How to complete this task:
All lines from the one with "[point] at the pine" through the final line below are to be reproduced exactly; omit the others.

Records shown:

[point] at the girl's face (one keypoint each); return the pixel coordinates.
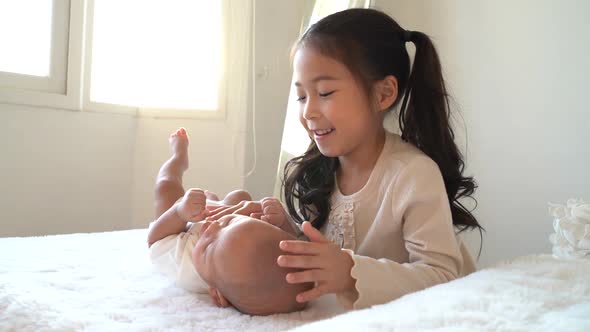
(333, 106)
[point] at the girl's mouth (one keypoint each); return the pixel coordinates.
(323, 132)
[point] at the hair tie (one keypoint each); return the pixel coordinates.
(407, 37)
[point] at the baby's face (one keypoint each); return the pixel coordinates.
(224, 240)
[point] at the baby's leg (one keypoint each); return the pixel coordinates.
(168, 187)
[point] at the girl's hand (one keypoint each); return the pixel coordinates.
(272, 212)
(324, 263)
(244, 208)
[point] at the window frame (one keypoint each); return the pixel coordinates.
(75, 94)
(61, 88)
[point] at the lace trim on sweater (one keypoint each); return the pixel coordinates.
(340, 226)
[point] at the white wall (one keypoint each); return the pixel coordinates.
(277, 28)
(63, 172)
(518, 71)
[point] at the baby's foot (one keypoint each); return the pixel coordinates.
(179, 146)
(192, 205)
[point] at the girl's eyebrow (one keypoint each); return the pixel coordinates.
(320, 78)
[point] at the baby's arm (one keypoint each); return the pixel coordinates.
(174, 220)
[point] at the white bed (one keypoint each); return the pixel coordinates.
(104, 282)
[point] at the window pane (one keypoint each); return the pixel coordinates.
(157, 53)
(25, 35)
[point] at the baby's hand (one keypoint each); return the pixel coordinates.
(192, 205)
(272, 212)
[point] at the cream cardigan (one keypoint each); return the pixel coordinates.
(397, 228)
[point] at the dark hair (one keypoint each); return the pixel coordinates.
(372, 46)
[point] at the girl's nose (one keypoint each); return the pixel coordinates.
(310, 110)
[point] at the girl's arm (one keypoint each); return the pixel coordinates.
(426, 224)
(168, 223)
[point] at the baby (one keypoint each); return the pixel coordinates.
(233, 258)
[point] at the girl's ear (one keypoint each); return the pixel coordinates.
(386, 92)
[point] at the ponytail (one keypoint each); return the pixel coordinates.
(424, 120)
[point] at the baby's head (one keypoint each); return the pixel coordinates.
(237, 256)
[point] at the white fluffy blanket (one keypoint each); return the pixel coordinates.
(104, 282)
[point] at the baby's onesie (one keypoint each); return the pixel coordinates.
(172, 257)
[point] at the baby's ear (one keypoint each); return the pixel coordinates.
(218, 298)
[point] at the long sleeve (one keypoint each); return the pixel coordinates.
(420, 211)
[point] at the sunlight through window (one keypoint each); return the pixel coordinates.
(25, 36)
(160, 54)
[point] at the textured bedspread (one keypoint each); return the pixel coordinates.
(104, 282)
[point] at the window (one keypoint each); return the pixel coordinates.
(153, 57)
(157, 54)
(34, 45)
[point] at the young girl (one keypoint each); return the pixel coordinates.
(383, 208)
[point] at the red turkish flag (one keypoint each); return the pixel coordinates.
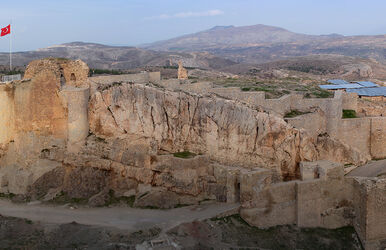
(6, 30)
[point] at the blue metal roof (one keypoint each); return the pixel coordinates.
(342, 86)
(367, 84)
(375, 91)
(337, 81)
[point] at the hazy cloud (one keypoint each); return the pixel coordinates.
(188, 14)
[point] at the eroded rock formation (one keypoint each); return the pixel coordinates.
(134, 131)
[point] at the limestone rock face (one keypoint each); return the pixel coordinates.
(182, 72)
(67, 72)
(224, 130)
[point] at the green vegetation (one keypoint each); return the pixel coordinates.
(185, 154)
(349, 113)
(294, 113)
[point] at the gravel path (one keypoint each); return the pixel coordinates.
(117, 217)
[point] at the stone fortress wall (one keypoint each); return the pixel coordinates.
(50, 101)
(324, 197)
(325, 114)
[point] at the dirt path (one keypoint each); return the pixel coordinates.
(116, 217)
(372, 169)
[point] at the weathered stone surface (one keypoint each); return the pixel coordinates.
(224, 130)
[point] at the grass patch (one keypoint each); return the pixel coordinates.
(294, 113)
(349, 113)
(185, 154)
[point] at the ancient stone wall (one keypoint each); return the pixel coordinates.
(378, 137)
(370, 219)
(314, 123)
(350, 101)
(365, 134)
(356, 133)
(6, 113)
(324, 200)
(77, 122)
(144, 77)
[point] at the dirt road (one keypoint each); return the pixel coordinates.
(117, 217)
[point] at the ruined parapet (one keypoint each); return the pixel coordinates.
(182, 72)
(6, 113)
(77, 108)
(350, 101)
(67, 72)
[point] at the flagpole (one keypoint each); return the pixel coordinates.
(10, 47)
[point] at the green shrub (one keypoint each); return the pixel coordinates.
(349, 113)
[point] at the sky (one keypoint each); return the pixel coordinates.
(42, 23)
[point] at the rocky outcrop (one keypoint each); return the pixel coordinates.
(182, 72)
(225, 130)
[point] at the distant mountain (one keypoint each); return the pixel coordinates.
(230, 35)
(261, 43)
(117, 57)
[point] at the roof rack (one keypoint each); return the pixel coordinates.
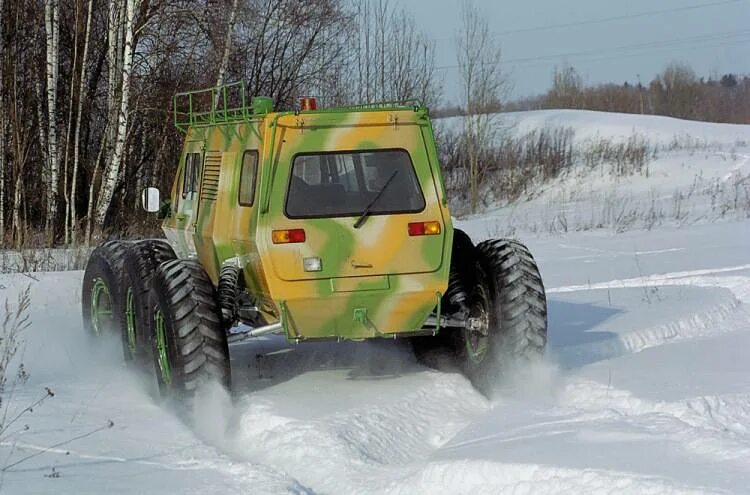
(217, 105)
(410, 104)
(228, 103)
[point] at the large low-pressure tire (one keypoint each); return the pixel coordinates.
(101, 298)
(189, 344)
(141, 262)
(511, 302)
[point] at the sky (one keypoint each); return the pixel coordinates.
(712, 36)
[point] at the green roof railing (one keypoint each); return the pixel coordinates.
(211, 106)
(229, 103)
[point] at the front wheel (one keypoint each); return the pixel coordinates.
(189, 343)
(101, 298)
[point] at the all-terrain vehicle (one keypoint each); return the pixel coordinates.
(315, 224)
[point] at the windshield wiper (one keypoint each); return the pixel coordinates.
(365, 213)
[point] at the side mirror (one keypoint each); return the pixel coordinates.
(150, 199)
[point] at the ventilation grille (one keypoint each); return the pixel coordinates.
(211, 171)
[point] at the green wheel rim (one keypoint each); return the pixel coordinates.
(478, 339)
(130, 320)
(161, 348)
(101, 306)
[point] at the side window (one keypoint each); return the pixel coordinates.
(248, 175)
(192, 174)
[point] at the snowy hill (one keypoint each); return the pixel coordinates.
(645, 387)
(694, 172)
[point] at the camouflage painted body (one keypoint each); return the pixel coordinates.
(375, 281)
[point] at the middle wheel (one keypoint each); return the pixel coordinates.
(189, 344)
(141, 262)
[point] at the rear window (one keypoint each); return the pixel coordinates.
(344, 183)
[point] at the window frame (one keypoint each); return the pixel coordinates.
(191, 166)
(242, 175)
(352, 214)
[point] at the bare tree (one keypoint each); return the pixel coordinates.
(71, 213)
(227, 48)
(2, 124)
(112, 171)
(52, 29)
(393, 59)
(484, 86)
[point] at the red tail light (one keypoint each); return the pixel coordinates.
(308, 103)
(290, 236)
(424, 228)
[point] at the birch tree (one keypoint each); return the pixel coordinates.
(227, 49)
(52, 30)
(483, 85)
(71, 214)
(2, 124)
(112, 169)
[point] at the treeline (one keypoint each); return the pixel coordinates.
(86, 88)
(676, 92)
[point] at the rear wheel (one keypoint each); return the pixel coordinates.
(101, 298)
(141, 262)
(518, 297)
(495, 288)
(189, 344)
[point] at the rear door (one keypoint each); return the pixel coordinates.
(357, 206)
(180, 226)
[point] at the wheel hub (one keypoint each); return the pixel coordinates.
(101, 305)
(477, 332)
(161, 348)
(130, 317)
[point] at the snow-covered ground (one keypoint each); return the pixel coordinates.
(645, 388)
(695, 172)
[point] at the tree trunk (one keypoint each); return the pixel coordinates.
(227, 49)
(2, 128)
(112, 170)
(52, 32)
(66, 195)
(77, 139)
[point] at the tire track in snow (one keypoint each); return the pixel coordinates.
(739, 285)
(706, 323)
(717, 320)
(714, 427)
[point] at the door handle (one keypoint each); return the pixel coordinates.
(357, 264)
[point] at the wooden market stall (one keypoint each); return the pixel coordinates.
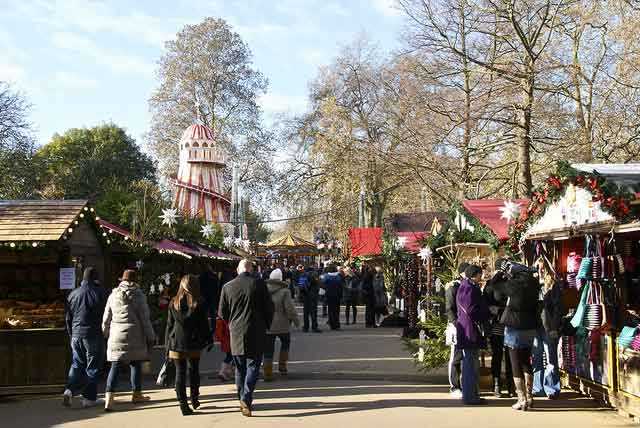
(581, 222)
(44, 246)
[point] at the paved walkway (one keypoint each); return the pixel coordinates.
(360, 377)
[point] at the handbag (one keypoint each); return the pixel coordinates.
(167, 373)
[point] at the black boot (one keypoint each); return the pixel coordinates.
(181, 393)
(496, 387)
(195, 395)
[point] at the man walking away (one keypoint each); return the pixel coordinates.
(308, 289)
(473, 312)
(85, 306)
(332, 281)
(246, 305)
(455, 356)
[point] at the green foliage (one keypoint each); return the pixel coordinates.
(450, 233)
(436, 351)
(83, 163)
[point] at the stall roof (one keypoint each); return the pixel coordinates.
(37, 220)
(289, 240)
(487, 211)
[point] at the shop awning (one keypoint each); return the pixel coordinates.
(488, 212)
(365, 241)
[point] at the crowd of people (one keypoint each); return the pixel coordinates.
(519, 317)
(247, 315)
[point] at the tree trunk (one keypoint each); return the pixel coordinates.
(524, 131)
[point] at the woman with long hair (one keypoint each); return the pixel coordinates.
(188, 333)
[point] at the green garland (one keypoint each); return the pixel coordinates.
(450, 232)
(614, 199)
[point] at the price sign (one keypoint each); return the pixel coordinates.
(67, 278)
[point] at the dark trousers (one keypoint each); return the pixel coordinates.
(455, 368)
(86, 366)
(247, 372)
(136, 375)
(351, 304)
(370, 312)
(333, 304)
(497, 353)
(310, 311)
(181, 377)
(285, 344)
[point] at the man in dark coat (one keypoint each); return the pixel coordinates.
(455, 356)
(246, 305)
(85, 307)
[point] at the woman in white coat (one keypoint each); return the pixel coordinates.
(130, 337)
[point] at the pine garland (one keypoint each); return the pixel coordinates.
(614, 199)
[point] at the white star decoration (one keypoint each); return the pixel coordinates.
(510, 211)
(425, 253)
(169, 216)
(207, 231)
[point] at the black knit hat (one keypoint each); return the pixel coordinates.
(462, 267)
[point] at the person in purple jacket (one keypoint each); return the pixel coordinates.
(472, 313)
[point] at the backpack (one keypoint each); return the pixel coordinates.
(303, 282)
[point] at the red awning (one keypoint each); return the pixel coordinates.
(365, 241)
(487, 211)
(412, 241)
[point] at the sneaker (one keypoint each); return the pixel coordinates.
(92, 403)
(477, 402)
(456, 393)
(67, 398)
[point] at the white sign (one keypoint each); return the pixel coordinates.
(67, 278)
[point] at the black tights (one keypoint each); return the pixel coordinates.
(520, 362)
(181, 376)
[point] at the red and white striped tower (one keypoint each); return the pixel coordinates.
(199, 184)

Reply:
[point] at the pine garland (one keypoint each); return the pixel coordinates.
(614, 199)
[point] at the white star decoration (one keypoint each); return the pixel coordinates.
(510, 211)
(425, 253)
(169, 216)
(207, 231)
[point] at the black knit hat (one keypoint each); return the pixel coordinates.
(462, 267)
[point] at the person in purple jacket (one keypoint each); return the pixel coordinates.
(472, 313)
[point] at the backpack (one keypoint each); return the pixel coordinates.
(303, 282)
[point] at the red awning (one keypoint each); return the pixel coordinates.
(365, 241)
(487, 211)
(412, 241)
[point] at the sneaker (one keypoint each); return the pixel coordinates.
(92, 403)
(477, 402)
(456, 393)
(67, 398)
[point] at the white sign (one keypoint each); return the pixel coordinates.
(67, 278)
[point] at the black tights (one keypoint each); return the pixel coordinates.
(520, 362)
(181, 376)
[point] at the red and white striped tower (one keypoint each); return the pixel coordinates.
(199, 184)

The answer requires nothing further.